● Problem to work on
The answer must consist of every record, printed exactly as it stands.

[Dataset items]

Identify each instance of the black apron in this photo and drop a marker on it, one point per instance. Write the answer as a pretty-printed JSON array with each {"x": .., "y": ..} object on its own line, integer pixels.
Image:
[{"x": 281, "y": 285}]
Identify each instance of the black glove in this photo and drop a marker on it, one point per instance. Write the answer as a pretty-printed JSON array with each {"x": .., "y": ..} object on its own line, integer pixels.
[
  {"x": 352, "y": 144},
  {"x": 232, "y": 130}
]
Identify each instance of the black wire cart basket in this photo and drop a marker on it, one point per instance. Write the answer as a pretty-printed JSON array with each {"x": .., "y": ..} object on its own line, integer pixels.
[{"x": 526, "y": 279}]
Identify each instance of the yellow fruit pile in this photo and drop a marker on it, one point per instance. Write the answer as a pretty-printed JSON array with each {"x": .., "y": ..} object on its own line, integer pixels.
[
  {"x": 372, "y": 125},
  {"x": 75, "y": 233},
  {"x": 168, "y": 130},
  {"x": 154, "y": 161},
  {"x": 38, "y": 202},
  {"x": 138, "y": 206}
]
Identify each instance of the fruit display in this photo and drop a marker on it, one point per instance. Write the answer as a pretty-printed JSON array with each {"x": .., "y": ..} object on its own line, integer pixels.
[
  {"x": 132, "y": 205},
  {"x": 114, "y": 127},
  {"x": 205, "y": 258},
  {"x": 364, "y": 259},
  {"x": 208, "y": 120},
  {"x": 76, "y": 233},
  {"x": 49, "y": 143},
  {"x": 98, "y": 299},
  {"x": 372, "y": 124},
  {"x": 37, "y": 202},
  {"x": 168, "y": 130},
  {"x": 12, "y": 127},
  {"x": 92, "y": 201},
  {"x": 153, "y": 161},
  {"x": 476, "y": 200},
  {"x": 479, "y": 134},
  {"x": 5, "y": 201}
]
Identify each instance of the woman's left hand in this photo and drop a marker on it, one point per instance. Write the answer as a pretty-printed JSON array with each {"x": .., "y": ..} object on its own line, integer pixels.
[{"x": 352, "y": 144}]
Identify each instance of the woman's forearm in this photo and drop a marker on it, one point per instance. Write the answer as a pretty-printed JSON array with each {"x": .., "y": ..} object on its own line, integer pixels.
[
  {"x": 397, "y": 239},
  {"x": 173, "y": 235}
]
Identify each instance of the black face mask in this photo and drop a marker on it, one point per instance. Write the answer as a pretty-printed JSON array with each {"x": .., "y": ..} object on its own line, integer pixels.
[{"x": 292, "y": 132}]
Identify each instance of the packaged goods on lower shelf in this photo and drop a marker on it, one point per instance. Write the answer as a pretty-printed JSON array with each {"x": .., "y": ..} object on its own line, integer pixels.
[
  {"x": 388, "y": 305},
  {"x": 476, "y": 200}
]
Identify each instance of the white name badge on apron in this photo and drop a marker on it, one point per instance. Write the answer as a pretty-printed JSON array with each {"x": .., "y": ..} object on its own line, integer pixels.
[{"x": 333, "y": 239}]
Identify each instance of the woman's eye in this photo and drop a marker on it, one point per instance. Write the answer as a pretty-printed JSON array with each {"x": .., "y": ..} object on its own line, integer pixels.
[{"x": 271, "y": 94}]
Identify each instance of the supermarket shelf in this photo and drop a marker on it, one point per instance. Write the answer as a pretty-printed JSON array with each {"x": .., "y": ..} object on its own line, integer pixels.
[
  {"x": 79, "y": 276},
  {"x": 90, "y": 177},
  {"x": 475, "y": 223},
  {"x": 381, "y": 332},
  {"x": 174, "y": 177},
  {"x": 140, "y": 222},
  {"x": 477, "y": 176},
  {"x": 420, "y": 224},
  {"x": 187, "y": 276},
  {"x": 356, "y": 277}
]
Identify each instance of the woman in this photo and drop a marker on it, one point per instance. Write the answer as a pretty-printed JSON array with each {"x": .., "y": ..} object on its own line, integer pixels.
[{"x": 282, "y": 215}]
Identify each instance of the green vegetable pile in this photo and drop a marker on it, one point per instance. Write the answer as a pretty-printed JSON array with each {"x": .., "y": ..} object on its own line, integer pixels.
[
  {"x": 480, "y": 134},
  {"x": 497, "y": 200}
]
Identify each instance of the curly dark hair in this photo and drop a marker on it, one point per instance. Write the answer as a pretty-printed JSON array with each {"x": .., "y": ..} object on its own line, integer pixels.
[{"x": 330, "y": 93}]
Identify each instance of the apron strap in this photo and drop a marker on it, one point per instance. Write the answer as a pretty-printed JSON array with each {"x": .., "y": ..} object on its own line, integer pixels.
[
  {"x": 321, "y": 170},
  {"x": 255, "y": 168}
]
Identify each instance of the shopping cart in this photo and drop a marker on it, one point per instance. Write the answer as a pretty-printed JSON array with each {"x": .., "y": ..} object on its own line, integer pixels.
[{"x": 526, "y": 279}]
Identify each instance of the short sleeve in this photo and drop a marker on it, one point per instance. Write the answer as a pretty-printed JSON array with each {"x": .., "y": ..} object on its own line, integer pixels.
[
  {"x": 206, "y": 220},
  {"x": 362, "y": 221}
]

● Answer box
Identify each instance of the black apron in this photo and drop a marker on it, one point per instance. Write the answer as a pretty-printed JSON array with each {"x": .., "y": ..} object on its own line, integer pixels.
Image:
[{"x": 281, "y": 285}]
Identify each instance of the black glove in this photo and drop a marker on it, one point per instance. Write the answer as a pretty-printed JSON array with each {"x": .., "y": ..} object on its own line, integer pixels.
[
  {"x": 352, "y": 144},
  {"x": 232, "y": 130}
]
Identify each instance of the black wire cart basket in this photo and drop a marker on it, one point per instance. Write the answer as a pretty-printed JSON array with each {"x": .., "y": ..} object on its own line, integer pixels.
[{"x": 526, "y": 279}]
Identify each instance of the yellow fruit pile in this photo and drop a marker on it, one point per instance. Write the answer as a pretty-printed JSON array with each {"x": .., "y": ..} object on its own line, integer pixels.
[
  {"x": 372, "y": 125},
  {"x": 75, "y": 233},
  {"x": 168, "y": 130},
  {"x": 154, "y": 161},
  {"x": 38, "y": 202},
  {"x": 138, "y": 206}
]
Identify each instance of the fruit display in this photo and drop a marker on it, one point per instance. Write the answer as a pretty-printed JSON array with each {"x": .., "y": ..} object on its own line, integer pixels.
[
  {"x": 132, "y": 205},
  {"x": 114, "y": 127},
  {"x": 205, "y": 258},
  {"x": 364, "y": 259},
  {"x": 208, "y": 120},
  {"x": 76, "y": 233},
  {"x": 49, "y": 143},
  {"x": 98, "y": 299},
  {"x": 372, "y": 124},
  {"x": 37, "y": 202},
  {"x": 168, "y": 130},
  {"x": 12, "y": 127},
  {"x": 92, "y": 201},
  {"x": 153, "y": 161},
  {"x": 476, "y": 200},
  {"x": 479, "y": 134},
  {"x": 5, "y": 201}
]
Identify each instance of the woman's left hand in this photo and drop a marker on it, one point per instance. Write the answer as a pretty-printed JSON array with each {"x": .., "y": ..} object on its own line, integer pixels.
[{"x": 352, "y": 144}]
Identify each instance of the woman's forearm in this photo and drop a marker on it, one point per instance. Write the answer as a pretty-printed JSON array with each {"x": .., "y": ..} object on its own line, integer pixels.
[
  {"x": 397, "y": 239},
  {"x": 173, "y": 235}
]
Identify each instance of the black face mask in this photo and drop a marker on it, one point per instance. Write the answer as a pretty-printed JSON array with each {"x": .., "y": ..} object on its own line, integer pixels.
[{"x": 292, "y": 132}]
Identify each instance of the packaged goods on lower shelf in this photo and drop a marker on it, one point per instance. Write the answer as a pretty-printed JSON array with each {"x": .., "y": ..} object on its own line, integer pixels.
[
  {"x": 388, "y": 305},
  {"x": 476, "y": 200}
]
Identify each instance of the white name badge on apron in this photo and drop a marker on it, one point per instance. Write the answer as a pretty-printed JSON array with each {"x": .., "y": ..} object on its own line, integer pixels.
[{"x": 333, "y": 239}]
Identify each instance of the woman's eye in this photo and drop a marker on it, one point per instance. Write the answer as a pretty-printed JSON array with each {"x": .., "y": ..} object on its own line, integer pixels.
[{"x": 271, "y": 94}]
Identify each instance of the supermarket shelf in this photo and drop a marker on it, one point per instance. Write the answer as a pretty-printed JSON array with each {"x": .., "y": ..} object on its own line, integer pixels.
[
  {"x": 79, "y": 276},
  {"x": 90, "y": 177},
  {"x": 475, "y": 223},
  {"x": 381, "y": 332},
  {"x": 174, "y": 177},
  {"x": 140, "y": 222},
  {"x": 477, "y": 176},
  {"x": 420, "y": 224},
  {"x": 187, "y": 276},
  {"x": 356, "y": 277}
]
Identify each instance of the woman in this photo and drop a marker on it, one point per instance. Write the answer as a pretty-printed JSON array with each {"x": .., "y": ..} object on its own line, integer pixels.
[{"x": 282, "y": 215}]
Identify each instance of the green vegetable pile in this photo and drop a marker on it, one point per instance. Write the answer as a pretty-printed JSON array with each {"x": .., "y": ..} object on its own line, integer pixels.
[
  {"x": 480, "y": 134},
  {"x": 497, "y": 200}
]
Identify each instance of the curly dark hair in this photo and drop a marker on it, one point per instance. Write the answer as a pretty-printed JSON array with each {"x": .., "y": ..} object on its own line, integer pixels.
[{"x": 330, "y": 93}]
Identify each instance of the apron strap in this photo and drop a marker on it, one point per instance. Write the answer as a pretty-printed JSON array with each {"x": .., "y": ..} object on its own line, integer pixels.
[
  {"x": 321, "y": 170},
  {"x": 255, "y": 168}
]
Identify each instance of the shopping cart in this photo and drop a marker on it, one point per instance. Write the answer as a pretty-printed JSON array with each {"x": .., "y": ..} object on its own line, integer pixels.
[{"x": 526, "y": 279}]
Identify each instance of the short sleeve in this photo and drop a marker on it, one point per instance. Write the answer as a pretty-printed JSON array with each {"x": .., "y": ..} object on its own line, integer pixels.
[
  {"x": 206, "y": 220},
  {"x": 362, "y": 221}
]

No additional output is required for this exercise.